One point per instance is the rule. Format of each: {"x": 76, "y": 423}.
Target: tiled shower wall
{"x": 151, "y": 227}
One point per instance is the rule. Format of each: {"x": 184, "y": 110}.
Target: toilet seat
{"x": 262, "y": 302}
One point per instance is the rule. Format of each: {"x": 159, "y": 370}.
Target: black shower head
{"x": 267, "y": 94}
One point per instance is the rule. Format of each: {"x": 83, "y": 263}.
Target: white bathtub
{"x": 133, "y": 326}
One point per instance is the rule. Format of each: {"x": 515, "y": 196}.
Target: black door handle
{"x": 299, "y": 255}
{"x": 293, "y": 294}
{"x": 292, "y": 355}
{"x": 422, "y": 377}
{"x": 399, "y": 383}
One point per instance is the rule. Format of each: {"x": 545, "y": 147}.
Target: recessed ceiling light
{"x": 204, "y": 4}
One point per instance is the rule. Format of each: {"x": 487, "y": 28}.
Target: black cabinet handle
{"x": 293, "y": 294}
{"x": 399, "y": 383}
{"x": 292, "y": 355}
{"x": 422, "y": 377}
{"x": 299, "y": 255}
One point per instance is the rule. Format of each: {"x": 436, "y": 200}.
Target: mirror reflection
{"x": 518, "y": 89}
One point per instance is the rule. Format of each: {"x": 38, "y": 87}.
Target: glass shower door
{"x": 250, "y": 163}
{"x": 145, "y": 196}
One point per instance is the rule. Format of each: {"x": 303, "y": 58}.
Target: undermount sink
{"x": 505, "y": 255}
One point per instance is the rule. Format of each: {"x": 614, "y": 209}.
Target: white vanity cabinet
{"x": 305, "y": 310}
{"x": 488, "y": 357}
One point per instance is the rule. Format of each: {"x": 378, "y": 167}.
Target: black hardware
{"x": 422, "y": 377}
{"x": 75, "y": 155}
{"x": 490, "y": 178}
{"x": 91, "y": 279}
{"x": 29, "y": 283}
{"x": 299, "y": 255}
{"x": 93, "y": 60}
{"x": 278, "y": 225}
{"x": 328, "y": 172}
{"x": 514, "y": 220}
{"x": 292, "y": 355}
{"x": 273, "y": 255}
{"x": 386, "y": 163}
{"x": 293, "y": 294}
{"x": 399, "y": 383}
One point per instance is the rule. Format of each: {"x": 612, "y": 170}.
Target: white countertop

——————

### Exercise goal
Pull out every line in the rows above that contains the word "white". Case counts.

### Exercise output
Target: white bathtub
Target: white vanity cabinet
Target: white countertop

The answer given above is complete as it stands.